* DIRECTIONS FOR THIS TASK *
If an entry holds a picture, leave that picture out. Give everything else again exactly.

* SOURCE MATERIAL *
---*---
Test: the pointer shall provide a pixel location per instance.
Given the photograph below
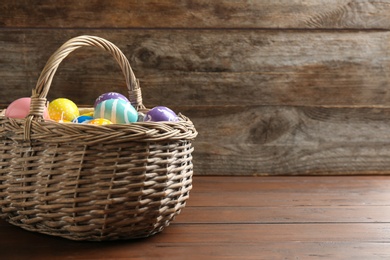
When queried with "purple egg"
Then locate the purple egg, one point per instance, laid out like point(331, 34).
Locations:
point(109, 95)
point(160, 113)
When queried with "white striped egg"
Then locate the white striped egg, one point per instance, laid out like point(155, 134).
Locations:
point(117, 111)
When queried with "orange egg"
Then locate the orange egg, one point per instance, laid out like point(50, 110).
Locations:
point(100, 121)
point(63, 109)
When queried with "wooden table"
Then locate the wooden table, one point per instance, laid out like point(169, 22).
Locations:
point(247, 218)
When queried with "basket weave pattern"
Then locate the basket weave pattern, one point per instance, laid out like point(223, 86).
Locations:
point(87, 182)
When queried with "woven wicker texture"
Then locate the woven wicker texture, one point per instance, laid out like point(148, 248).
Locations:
point(88, 182)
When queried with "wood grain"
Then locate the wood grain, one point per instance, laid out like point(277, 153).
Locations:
point(271, 225)
point(291, 140)
point(248, 67)
point(196, 14)
point(273, 87)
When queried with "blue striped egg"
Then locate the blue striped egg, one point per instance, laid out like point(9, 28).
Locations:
point(118, 111)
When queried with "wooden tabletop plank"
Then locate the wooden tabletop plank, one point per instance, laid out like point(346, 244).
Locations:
point(198, 14)
point(315, 225)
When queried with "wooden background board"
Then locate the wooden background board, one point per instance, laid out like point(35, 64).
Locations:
point(273, 87)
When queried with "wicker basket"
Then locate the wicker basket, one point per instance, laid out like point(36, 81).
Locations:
point(88, 182)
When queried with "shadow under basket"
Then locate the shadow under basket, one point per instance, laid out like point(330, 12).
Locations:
point(89, 182)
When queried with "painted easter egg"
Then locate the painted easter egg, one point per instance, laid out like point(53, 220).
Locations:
point(160, 113)
point(20, 108)
point(82, 119)
point(63, 109)
point(109, 95)
point(118, 111)
point(99, 121)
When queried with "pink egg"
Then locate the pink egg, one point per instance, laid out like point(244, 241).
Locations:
point(20, 109)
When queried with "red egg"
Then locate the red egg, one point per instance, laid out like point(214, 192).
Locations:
point(20, 109)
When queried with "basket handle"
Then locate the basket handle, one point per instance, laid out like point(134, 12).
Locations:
point(39, 94)
point(38, 98)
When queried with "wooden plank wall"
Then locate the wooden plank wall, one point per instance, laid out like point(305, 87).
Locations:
point(274, 87)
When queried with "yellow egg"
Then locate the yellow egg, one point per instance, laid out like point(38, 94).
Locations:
point(100, 121)
point(63, 109)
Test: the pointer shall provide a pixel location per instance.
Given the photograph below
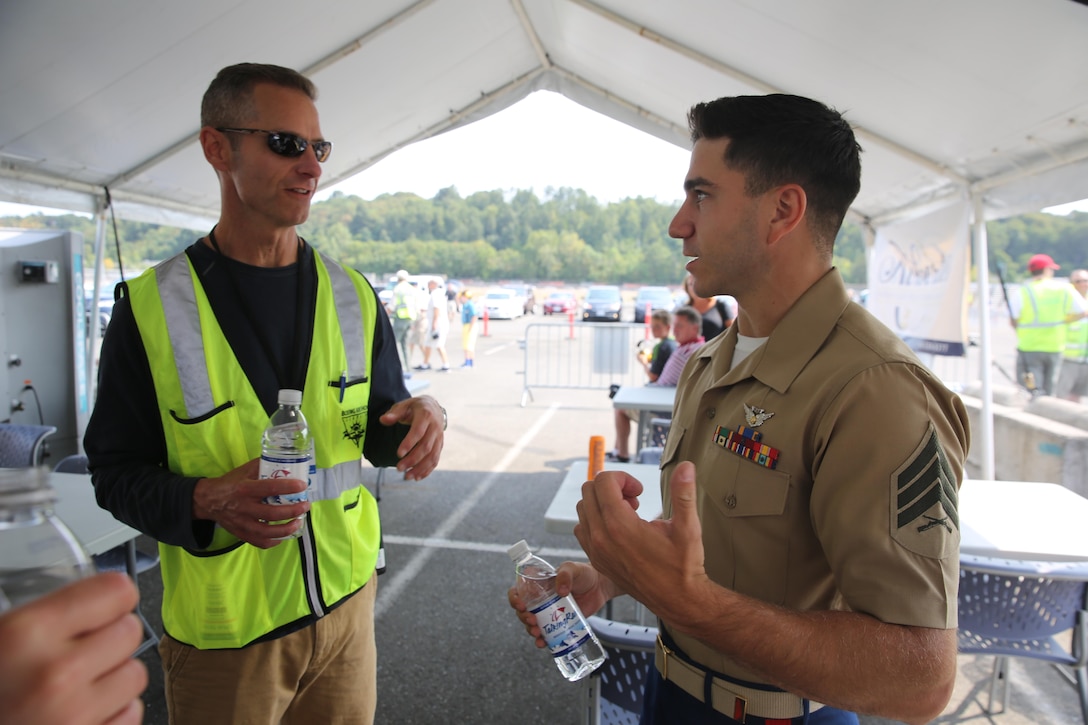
---*---
* EXERCISE RESULT *
Test: the pointer shall provide a pixel location per instance.
Given the photograph below
When queried with "purple egg"
Then locate the purple egg, one point per instance, laid out like point(331, 34).
Locations:
point(109, 95)
point(160, 113)
When queried with "white striped egg"
Then locate the white striped egg, one point per instance, laid out like point(155, 134).
Locations:
point(117, 111)
When queried with "orange egg"
Then locate the orange egg, one point per instance, laid out like point(50, 110).
Locations:
point(100, 121)
point(63, 109)
When queried with "wooden table"
Then locate the wooden table, one point per instance, laid out like point(169, 22).
Locations:
point(247, 218)
When queried with "basket weave pattern"
Then locate the basket weave pattern, one point per instance, laid out like point(223, 86).
Locations:
point(87, 182)
When queried with "woven wicker texture"
Then locate the woven wicker texture, one point per instance, laid out like point(148, 248).
Locations:
point(88, 182)
When queried with "wood grain"
Then locate the wood grain, one point per instance, laid out like point(277, 153).
Locations:
point(271, 225)
point(291, 140)
point(248, 67)
point(196, 14)
point(273, 87)
When queried with "blue striped egg"
Then locate the blue striped egg, one point per instance, laid out like point(9, 28).
Locations:
point(118, 111)
When queried with "wooden tabletop plank"
Then locate the wooden tabletop plank, one point per instance, laid out like point(346, 244).
Locations:
point(198, 14)
point(315, 225)
When queried with "wooden background board"
Then locate the wooden background board, one point per instance, laid out like point(35, 64).
Locations:
point(273, 87)
When queried with "wicker basket"
Then locate the wicker basket, one point per instance, laid out like point(36, 81).
Locations:
point(88, 182)
When queried with "shadow under basket"
Then locate the shadow under basket, one point per instance, laid out like point(330, 12).
Locations:
point(89, 182)
When queried with "painted easter egg"
Then locate the painted easter egg, one point per instance, laid out like point(53, 220).
Locations:
point(160, 113)
point(20, 108)
point(82, 119)
point(63, 109)
point(109, 95)
point(118, 111)
point(99, 121)
When queried with "pink egg"
Then locate the pink egg, one point per instance, laid out like point(244, 241).
Locations:
point(20, 109)
When queried with "red egg"
Then locate the red egg, one point per instance, laid out like point(214, 192).
Locations:
point(20, 109)
When queried with "basket handle"
Then locate the basket handle, one point per instance, laid out like point(134, 12).
Locations:
point(39, 94)
point(38, 98)
When queried with "wooden plank wall"
Then locate the wooden plank wall, one point per instance, laid out like point(305, 87).
Locations:
point(274, 87)
When queried with "yellow egg"
Then locate the yellow egg, one point per instance, laid out like point(38, 94).
Locations:
point(100, 121)
point(63, 109)
Test: the pointer shall provide a pixel location per instance.
Given the photograph below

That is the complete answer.